| EXERCISE |
Print all of the material below word for word, but leave the pictures out.

| ENTRIES |

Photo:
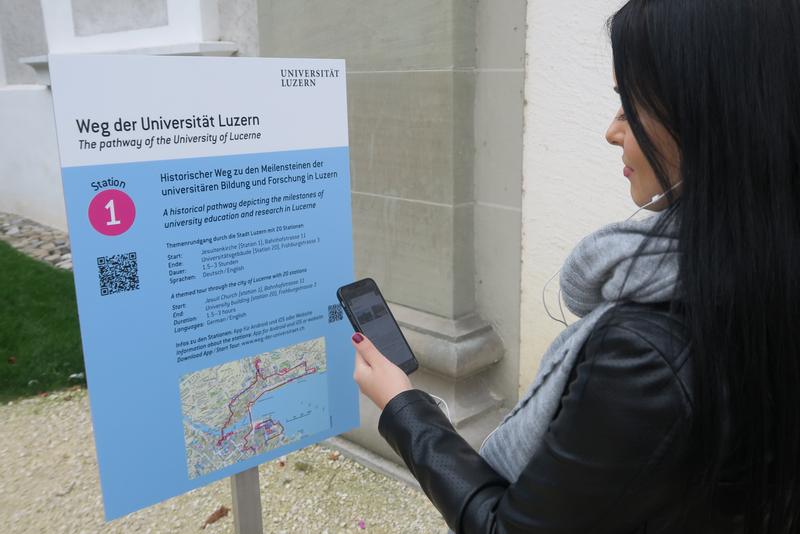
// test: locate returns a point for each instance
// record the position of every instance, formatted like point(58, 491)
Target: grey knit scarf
point(591, 280)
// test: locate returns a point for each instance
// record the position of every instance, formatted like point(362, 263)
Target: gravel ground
point(49, 483)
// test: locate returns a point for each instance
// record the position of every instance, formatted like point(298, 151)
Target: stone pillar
point(411, 72)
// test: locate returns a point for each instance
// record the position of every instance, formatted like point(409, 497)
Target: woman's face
point(637, 169)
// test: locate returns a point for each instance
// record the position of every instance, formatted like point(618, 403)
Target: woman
point(673, 404)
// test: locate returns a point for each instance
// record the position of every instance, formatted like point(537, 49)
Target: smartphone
point(368, 313)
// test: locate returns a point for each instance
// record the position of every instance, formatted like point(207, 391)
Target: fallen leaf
point(218, 514)
point(302, 466)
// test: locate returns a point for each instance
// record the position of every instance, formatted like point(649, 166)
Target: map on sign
point(249, 406)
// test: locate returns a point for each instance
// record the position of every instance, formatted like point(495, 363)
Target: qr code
point(335, 313)
point(118, 273)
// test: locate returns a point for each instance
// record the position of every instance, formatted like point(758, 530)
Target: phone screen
point(372, 317)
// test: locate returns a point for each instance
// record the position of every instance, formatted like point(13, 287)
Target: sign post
point(208, 204)
point(246, 502)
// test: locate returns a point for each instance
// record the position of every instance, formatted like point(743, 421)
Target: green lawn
point(40, 343)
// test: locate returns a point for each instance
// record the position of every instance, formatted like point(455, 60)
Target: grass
point(40, 343)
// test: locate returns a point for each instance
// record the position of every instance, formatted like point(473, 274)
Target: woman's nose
point(615, 135)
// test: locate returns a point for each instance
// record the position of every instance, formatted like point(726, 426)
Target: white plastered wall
point(572, 179)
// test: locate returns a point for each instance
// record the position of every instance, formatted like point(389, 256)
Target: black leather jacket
point(616, 458)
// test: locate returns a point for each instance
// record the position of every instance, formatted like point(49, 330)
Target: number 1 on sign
point(110, 207)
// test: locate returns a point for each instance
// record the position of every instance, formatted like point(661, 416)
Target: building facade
point(476, 141)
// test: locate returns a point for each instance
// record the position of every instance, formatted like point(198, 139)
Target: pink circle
point(111, 212)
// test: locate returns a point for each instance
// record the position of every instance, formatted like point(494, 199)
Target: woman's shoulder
point(639, 348)
point(654, 330)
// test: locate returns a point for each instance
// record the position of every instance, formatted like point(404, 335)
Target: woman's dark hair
point(723, 78)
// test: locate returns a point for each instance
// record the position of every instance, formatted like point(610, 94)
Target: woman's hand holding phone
point(376, 376)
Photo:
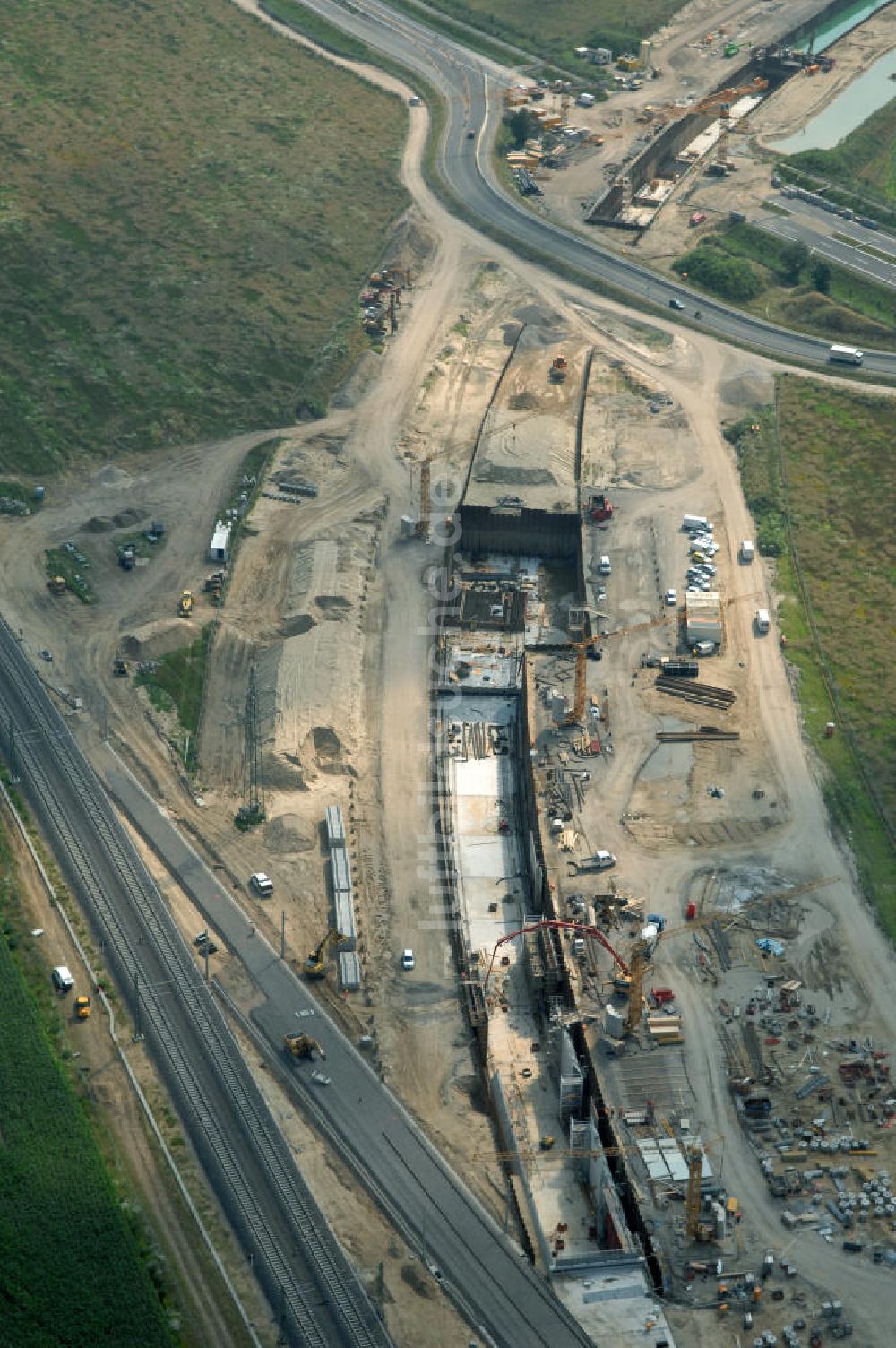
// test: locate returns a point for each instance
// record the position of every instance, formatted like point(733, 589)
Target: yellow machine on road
point(315, 965)
point(302, 1046)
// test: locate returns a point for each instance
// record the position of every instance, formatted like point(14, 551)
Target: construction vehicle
point(599, 507)
point(302, 1046)
point(315, 965)
point(588, 647)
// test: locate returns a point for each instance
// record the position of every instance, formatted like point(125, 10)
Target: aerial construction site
point(492, 836)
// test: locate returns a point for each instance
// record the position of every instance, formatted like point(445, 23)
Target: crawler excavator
point(302, 1046)
point(315, 965)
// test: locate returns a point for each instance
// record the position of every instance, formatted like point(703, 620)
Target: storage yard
point(687, 134)
point(497, 754)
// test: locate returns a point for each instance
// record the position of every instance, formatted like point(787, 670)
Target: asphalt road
point(495, 1286)
point(307, 1280)
point(470, 85)
point(803, 229)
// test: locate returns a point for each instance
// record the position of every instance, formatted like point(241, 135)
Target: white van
point(847, 355)
point(62, 981)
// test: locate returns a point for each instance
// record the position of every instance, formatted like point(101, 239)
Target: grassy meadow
point(187, 208)
point(837, 489)
point(749, 267)
point(75, 1262)
point(863, 165)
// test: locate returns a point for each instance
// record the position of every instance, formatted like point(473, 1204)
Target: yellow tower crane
point(577, 712)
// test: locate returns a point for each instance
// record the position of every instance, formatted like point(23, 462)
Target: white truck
point(847, 355)
point(62, 981)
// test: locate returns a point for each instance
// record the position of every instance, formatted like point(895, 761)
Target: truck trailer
point(847, 355)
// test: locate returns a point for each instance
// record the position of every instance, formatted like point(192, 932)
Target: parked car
point(62, 981)
point(602, 859)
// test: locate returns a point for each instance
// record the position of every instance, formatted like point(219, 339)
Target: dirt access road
point(418, 1019)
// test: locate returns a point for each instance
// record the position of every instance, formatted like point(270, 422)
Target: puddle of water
point(848, 111)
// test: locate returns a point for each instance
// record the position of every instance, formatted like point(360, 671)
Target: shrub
point(732, 278)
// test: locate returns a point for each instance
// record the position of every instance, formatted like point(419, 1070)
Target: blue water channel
point(841, 23)
point(848, 111)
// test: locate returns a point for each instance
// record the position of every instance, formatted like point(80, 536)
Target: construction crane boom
point(577, 711)
point(580, 928)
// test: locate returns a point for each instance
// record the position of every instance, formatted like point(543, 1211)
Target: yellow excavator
point(302, 1046)
point(315, 965)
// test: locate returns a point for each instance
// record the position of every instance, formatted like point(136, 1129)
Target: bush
point(732, 278)
point(821, 277)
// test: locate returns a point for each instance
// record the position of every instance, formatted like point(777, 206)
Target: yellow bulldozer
point(315, 964)
point(302, 1046)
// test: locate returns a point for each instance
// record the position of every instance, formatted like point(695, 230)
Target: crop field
point(187, 209)
point(72, 1264)
point(837, 488)
point(556, 30)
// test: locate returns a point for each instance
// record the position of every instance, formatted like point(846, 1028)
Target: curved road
point(470, 84)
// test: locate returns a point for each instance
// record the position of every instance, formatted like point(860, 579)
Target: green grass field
point(75, 1266)
point(836, 446)
point(556, 31)
point(855, 309)
point(189, 205)
point(177, 685)
point(864, 162)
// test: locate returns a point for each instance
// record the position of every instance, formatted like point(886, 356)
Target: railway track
point(307, 1280)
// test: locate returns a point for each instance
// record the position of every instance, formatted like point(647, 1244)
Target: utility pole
point(138, 1024)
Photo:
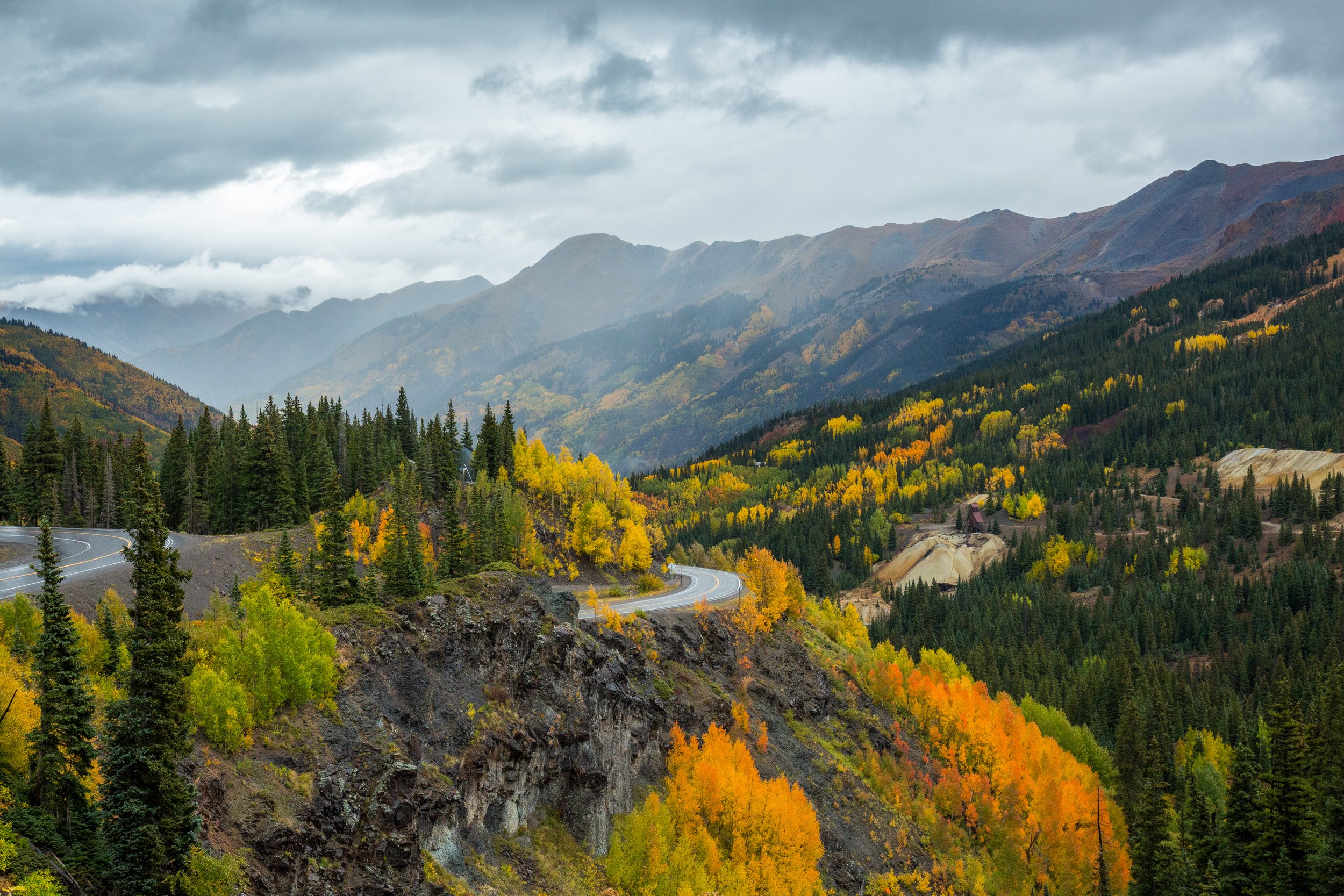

| COMPLETE ANSWER |
Photo:
// test: locate returns a point for each instance
// record the position of every instance, formatted like point(58, 491)
Target: grey knit scarf
point(591, 280)
// test: locate returns a point for each instance
// record the position of every instance, formatted like point(362, 263)
Target: gravel ground
point(49, 483)
// test: locate returns a point for each instance
// record the position of every instance, formatted like point(298, 151)
Target: stone pillar
point(411, 72)
// test: locate returns a point for each instance
// record the position of every instance, formatted like point(409, 497)
Target: woman's face
point(637, 169)
// test: locate returns a point for each instance
// record the position of every instance, formatted like point(618, 403)
Target: woman
point(673, 404)
// test: locate returns a point for each instance
// record the position of every instance, formatted like point(537, 49)
Target: smartphone
point(368, 313)
// test: locate returns a point for each instance
// record the position of every instance, formatted like point(207, 391)
Target: fallen leaf
point(218, 514)
point(302, 466)
// test: locate returns a point for each instance
// record the position of every instance, formatted like point(649, 166)
Target: map on sign
point(249, 406)
// test: locate returns a point for each instance
// record the position of every instance, formatted like point(495, 363)
Target: qr code
point(335, 313)
point(118, 273)
// test: locate returns a point for each instance
// record the position of every instance, formatted like point(758, 530)
Target: phone screen
point(372, 317)
// test: locate returns a point for each instance
// record the position of every instance, formatted like point(13, 287)
Target: sign post
point(208, 204)
point(246, 502)
// test: locate returns a point for each instance
// record the position of every instance, formatted like point(743, 421)
Target: green lawn
point(40, 343)
// test: locate returns a point for each instance
// record the position of every instance, formatted like point(455, 60)
Target: grass
point(40, 343)
// test: locate returns a point for each instance
// record the position of every instance, formatted like point(473, 274)
Target: woman's nose
point(615, 135)
// test: locate returns a point for each instance
// record the position of every instance, formatted like point(726, 426)
Target: white plastered wall
point(572, 179)
// test: locate returns a point for each instance
// record the position of every instance, formatted like point(389, 256)
Target: black leather jacket
point(616, 458)
// test: locate returns a point for each instance
// record the position of every instance, formatted like point(49, 330)
Target: number 1 on sign
point(110, 207)
// test: locate returns a point for each instance
// record the position of every instance, formatted like point(661, 416)
Target: building facade
point(476, 141)
// test: locate returns a point for each instance
// record the position of every instance, formatted like point(198, 139)
Target: pink circle
point(111, 212)
// test: locate returns a point for each instance
// record the position of every instance, formatted like point(494, 199)
Target: woman's shoulder
point(639, 348)
point(654, 330)
// test: locate returns a point for each instance
// record the position of every instance, formatted like point(404, 335)
Target: woman's dark hair
point(723, 78)
// test: locate returns a point for each instance
// record the position of every instance, formatted like point(610, 94)
Target: woman's hand holding phone
point(376, 376)
Photo:
// test: locate returns a point for each instance
// record the position of every instance, formatted like point(733, 589)
Target: yellow machine on road
point(315, 965)
point(302, 1046)
// test: locate returns a point for each instance
// record the position of every instance, formatted like point(14, 551)
Target: construction vehicle
point(599, 507)
point(302, 1046)
point(315, 965)
point(588, 647)
// test: locate returns a point for each instance
// record the position of every instance, formatted like point(125, 10)
Target: aerial construction site
point(492, 836)
// test: locate returns a point for each instance
// record the position of every instance, formatted like point(445, 23)
Target: crawler excavator
point(302, 1046)
point(315, 965)
// test: locate returns a point for each instance
// record the position of every instance, formatted like point(703, 620)
Target: storage yard
point(687, 134)
point(497, 754)
// test: locate returns a point for each instance
// record the position of every instance, formatted like point(787, 670)
Target: asphalt road
point(495, 1286)
point(307, 1280)
point(470, 85)
point(803, 229)
// test: locate returns a point for each instance
// record the position of every instance, formatted like point(241, 135)
Target: white van
point(847, 355)
point(62, 981)
// test: locate returns a point for each instance
// record the position of every instance, formatted like point(101, 239)
Target: grassy meadow
point(187, 208)
point(837, 489)
point(749, 267)
point(75, 1262)
point(863, 165)
// test: locate returns a point for each instance
// record the position of every instance, formatted like point(473, 1204)
Target: yellow tower crane
point(577, 712)
// test: locate returns a point for each instance
// record the position of every instance, formatted like point(23, 462)
Target: white truck
point(847, 355)
point(62, 981)
// test: locate returns a point for each instance
// record the position of every instance, formatted like point(895, 761)
Target: truck trailer
point(847, 355)
// test: locate returns a point for each instance
// record the position of every instance, formatted like point(192, 932)
Target: parked car
point(62, 981)
point(602, 859)
// test: locate returns a point for each instance
// record the position of every instance, formatted like point(219, 339)
Target: dirt access road
point(418, 1019)
// test: locate returns a point for each instance
// record the position of every instance, formatted like point(270, 422)
Target: puddle of water
point(848, 111)
// test: locate returns a point for each instance
// record the position of every instance, formatted like point(360, 671)
Target: shrub
point(732, 278)
// test: locate returns a point for each instance
// record the position of every instance, formatted like point(419, 1070)
Target: blue water channel
point(841, 23)
point(848, 111)
// test: locate returns a point for each instance
// record the position of every instance, formatted like point(80, 536)
Target: construction crane boom
point(577, 711)
point(580, 928)
// test: locate returns a point for each instance
// record the position of every instance, formatted like point(543, 1211)
Target: yellow excavator
point(302, 1046)
point(315, 965)
// test: locate returns a point for each instance
// record the position of every instance, formatted like point(136, 1129)
Target: bush
point(732, 278)
point(821, 277)
// test: locate returns a point for each instance
// record the position of every instance, formatted like point(777, 206)
Target: yellow bulldozer
point(315, 964)
point(302, 1046)
// test: locate returns a point for each instance
// record the position of every instance, formatted like point(695, 230)
Target: crop field
point(187, 209)
point(72, 1264)
point(837, 488)
point(556, 30)
// test: locate returns a point for each instance
// record the position of every instance, formatted like point(846, 1028)
Target: curved road
point(470, 84)
// test: locate returns a point for each instance
// record the position of every instance, formatted like point(860, 579)
Target: green grass field
point(75, 1266)
point(836, 446)
point(556, 31)
point(855, 309)
point(189, 205)
point(177, 685)
point(864, 162)
// test: locate returns a point for each instance
// record the position of every instance, formatted like point(886, 356)
Target: railway track
point(307, 1280)
// test: locate returns a point for each instance
// record the position of every instance, formatted like point(647, 1244)
Target: utility pole
point(138, 1024)
Photo:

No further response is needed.